### Activity
Reproduce everything in the Faye Dunaway profile below, from "Flustered, I asked" down to "from another room.".

It says something of my high regard for Faye Dunaway that, minutes after meeting her, I blurt out an apology. "I wanted to look nice for you," I say, smoothing down my new Ralph Lauren jacket. "But I don't, do I?"
Thankfully, Dunaway hears none of this. She's summoned to the phone as I start to speak and rushes from the room much the way, minutes earlier, she'd rushed into it. Dunaway rushes a lot. And when she isn't rushing—poised on the edge of her seat, trying to suppress her nervous energy—you can tell she's wishing that she were. This is a woman who has trouble being still, a woman—in the words of movie director Elia Kazan—who goes through life ever wrapped in clouds of drama.
Kazan is only partly right. Clouds of drama don't just envelop Dunaway: They envelop all who cross her path as well. I'm a case in point. It's taken months to set up this interview at the home she's renting in Los Angeles. But then, just hours ago, she's had a change of heart—the first, it turns out, of many.
At 10:30 a.m. I called to confirm I'd be seeing her at four that afternoon as we had arranged. I assumed an assistant would answer the phone, but to my consternation—I'd yet to don my new jacket—I found myself talking to the star herself. And she wasn't in the best of moods. "Not at four," she said in imperious, Lady Macbeth—like tones. "Three-thirty."
Flustered, I asked her to confirm the address I had been given, but she cut me short. "I can't talk," she barked. "I'm on the other line." And with that, she was gone. Metaphorically speaking, Faye Dunaway had just rushed from another room.
I was off to a bad start. Romantic that I am, I had imagined I'd get on famously with Dunaway. Although a mere 15 in 1967, when Bonnie and Clyde was released, I promptly fell in love with her. And with each succeeding movie, my passion grew: After seeing Chinatown in 1974, I'd have died for this woman; and when Network opened two years later, a friend reminded me recently, I announced with great solemnity that were she ever to give me the nod, I'd kill for her as well. I'd got Dunaway at a bad moment, I assured myself. We'd smooth things over once I reached the house.
I left my hotel room at 11 o'clock, not to return until 7:30 p.m. In my absence Dunaway's publicists left three messages. At 11:32 publicist one called to announce a change of plan: I was now to meet the actress at the Doolittle Theatre at five o'clock and, he added, I'd be spending 45 minutes with her, not the hour I'd been promised 10 days earlier. At 12:35, another message, this one from publicist two: My "in-person interview with Faye Dunaway" would now take place at 4:30. At 2:42 it was the turn of publicist one again, concerned that I hadn't returned their calls: "If you get to Faye's at three-thirty," he said, "she'll turn you away."
Oblivious to all this, I turn up at Dunaway's—sweating a little; it's abominably hot—at exactly 3:30. When I passed the house yesterday, it struck me as so shabby, I thought it abandoned (which is why I wanted to check the address): Much of the lawn was burned a bright yellow, the trim needed painting, and—unusual for Beverly Hills—there wasn't a car in sight. But now, as I step inside, it proves much more pleasant. An amiable Brazilian woman, Dunaway's cook, shows me into a large, wood-floored room with several Shaker-style chairs, an aging beige-colored couch, and a massive television set. (There's another, just as large, in the room across the hall.) On a coffee table are old copies of Variety arranged neatly in a row and a book about Frederick Winslow Taylor, the so-called father of efficiency. The windows are open, and a single fan is running.

### Data for review
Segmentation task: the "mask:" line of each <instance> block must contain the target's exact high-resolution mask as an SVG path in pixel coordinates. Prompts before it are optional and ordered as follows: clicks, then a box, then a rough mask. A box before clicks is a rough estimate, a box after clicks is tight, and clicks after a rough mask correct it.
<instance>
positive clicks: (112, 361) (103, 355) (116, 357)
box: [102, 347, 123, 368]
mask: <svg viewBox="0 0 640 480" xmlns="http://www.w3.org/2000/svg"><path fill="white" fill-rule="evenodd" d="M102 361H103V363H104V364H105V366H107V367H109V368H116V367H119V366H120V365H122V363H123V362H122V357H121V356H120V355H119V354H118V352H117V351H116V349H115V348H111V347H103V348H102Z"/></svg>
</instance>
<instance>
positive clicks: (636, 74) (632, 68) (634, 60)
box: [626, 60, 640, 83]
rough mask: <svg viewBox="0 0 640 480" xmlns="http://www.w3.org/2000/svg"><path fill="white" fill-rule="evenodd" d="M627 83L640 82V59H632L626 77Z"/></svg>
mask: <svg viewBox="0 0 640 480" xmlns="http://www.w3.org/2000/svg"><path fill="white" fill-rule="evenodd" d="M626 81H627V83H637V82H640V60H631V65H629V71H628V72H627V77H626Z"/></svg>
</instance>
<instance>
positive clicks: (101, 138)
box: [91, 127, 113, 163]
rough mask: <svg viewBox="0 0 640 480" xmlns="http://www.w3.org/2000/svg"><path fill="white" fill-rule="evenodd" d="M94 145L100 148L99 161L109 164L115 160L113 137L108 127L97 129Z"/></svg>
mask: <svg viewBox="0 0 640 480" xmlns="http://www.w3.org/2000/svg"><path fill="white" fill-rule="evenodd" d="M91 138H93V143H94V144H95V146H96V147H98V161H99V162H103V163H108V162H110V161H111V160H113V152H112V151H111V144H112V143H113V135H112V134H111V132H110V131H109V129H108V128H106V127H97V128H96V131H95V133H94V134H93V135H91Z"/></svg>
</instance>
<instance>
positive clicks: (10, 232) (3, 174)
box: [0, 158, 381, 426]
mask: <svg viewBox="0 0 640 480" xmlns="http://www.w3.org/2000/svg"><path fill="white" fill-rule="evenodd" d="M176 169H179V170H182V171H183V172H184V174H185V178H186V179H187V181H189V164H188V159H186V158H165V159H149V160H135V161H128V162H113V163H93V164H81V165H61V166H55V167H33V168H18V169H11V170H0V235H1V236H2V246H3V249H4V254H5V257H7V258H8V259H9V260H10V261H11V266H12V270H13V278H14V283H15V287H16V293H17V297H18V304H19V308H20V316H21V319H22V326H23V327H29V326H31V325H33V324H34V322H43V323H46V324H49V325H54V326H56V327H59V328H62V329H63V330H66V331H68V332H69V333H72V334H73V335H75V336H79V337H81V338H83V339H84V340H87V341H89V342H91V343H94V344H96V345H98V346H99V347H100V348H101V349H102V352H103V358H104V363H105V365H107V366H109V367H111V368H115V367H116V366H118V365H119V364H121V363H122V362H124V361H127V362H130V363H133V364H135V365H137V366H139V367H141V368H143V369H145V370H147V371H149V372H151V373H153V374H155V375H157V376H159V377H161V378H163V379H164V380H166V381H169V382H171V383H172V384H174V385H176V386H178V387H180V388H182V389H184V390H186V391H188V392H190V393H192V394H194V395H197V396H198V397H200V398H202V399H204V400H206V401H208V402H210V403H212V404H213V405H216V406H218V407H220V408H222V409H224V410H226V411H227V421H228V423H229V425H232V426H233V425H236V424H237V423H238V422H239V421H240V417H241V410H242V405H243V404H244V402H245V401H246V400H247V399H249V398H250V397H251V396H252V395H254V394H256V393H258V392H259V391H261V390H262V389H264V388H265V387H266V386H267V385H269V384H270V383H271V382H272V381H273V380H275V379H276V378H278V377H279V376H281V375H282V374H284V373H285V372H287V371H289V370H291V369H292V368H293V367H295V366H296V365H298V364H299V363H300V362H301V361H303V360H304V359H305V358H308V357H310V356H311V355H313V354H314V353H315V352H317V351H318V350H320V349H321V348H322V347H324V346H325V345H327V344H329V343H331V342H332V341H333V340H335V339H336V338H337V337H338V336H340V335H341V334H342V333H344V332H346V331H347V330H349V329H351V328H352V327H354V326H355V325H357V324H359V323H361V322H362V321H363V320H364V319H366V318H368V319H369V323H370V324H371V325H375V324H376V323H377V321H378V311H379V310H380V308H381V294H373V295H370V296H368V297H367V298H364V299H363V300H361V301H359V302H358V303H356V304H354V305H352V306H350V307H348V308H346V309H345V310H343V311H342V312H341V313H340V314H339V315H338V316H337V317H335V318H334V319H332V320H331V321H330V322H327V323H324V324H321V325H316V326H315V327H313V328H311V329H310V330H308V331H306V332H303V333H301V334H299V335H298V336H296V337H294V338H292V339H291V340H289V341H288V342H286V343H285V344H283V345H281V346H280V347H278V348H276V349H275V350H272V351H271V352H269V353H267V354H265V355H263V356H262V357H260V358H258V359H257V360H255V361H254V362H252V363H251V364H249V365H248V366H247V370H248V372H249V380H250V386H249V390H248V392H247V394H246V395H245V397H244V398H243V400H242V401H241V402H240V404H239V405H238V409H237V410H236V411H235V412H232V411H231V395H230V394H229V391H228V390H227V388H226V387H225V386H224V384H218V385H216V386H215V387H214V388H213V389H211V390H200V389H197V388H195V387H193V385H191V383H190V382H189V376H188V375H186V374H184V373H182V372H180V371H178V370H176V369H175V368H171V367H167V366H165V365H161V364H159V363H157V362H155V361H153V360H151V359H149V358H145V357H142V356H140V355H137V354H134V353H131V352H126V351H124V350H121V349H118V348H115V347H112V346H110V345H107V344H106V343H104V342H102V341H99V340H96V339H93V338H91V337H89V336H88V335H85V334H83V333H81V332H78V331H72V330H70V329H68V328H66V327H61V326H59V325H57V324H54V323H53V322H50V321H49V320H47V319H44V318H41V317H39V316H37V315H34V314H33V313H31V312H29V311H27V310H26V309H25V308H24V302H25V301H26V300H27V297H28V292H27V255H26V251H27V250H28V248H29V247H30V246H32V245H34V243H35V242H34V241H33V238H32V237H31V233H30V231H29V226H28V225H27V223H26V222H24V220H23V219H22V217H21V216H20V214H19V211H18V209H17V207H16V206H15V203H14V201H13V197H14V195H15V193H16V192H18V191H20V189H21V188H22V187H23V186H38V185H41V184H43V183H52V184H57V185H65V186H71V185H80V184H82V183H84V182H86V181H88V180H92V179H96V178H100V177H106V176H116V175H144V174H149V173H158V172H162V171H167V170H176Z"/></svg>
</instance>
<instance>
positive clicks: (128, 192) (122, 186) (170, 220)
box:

### Answer to this task
Flustered, I asked her to confirm the address I had been given, but she cut me short. "I can't talk," she barked. "I'm on the other line." And with that, she was gone. Metaphorically speaking, Faye Dunaway had just rushed from another room.